[Activity] In the passage about the whooping cough essay, how far into pregnancy are mothers vaccinated against whooping cough?

[Passage shown]
Last Thursday, I had to write an essay under exam conditions for the module BS3012: Infection and Immunity. We had a list of essay titles that we could choose from and I chose: Compare and contrast the structure, regulation and contributions to pathogenesis of the pertussis and adenylate cyclase toxins in Bordetella pertussis. Bordetella pertussis being the primary pathogen responsible for whooping cough.
The topic itself is quite interesting as I am basically detailing the different effects B. pertussis‘ primary virulence factors have on the immune system’s ability to eradicate the pathogen, where there are only slight differences in these toxins’ structure and genetic regulation. In the case of B. pertussis, a slight difference in location of the genes responsible for expression of these toxins means that their actions on the temporal events involved with *neutrophil clearance are quite different, but profound enough to allow further infection in the host’s airways.
*cellular component responsible for uptake of pathogenic material after primary infection alerts the immune system to the invader’s presence.
This research is important considering the recent rise in whooping cough infections in developed countries such as the UK and USA. In the UK, we are all given vaccines to this infection in a series of stages, from an early age, predominantly in combination with tetanus, diptheria, polio and influenza (type B). Compulsory jabs for whooping cough were established from the late 70s and the incidence has declined over the decades. However, the resurgence in whooping cough has caused for more research into novel vaccines against the bacteria. Now, to limit the possibility of very young babies getting whooping cough, mothers are vaccinated after 28 weeks, while the baby is still in utero.

[Data below]

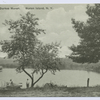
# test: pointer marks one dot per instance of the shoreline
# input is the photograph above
(53, 92)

[Solved exercise] After 28 weeks, while the baby is still in utero.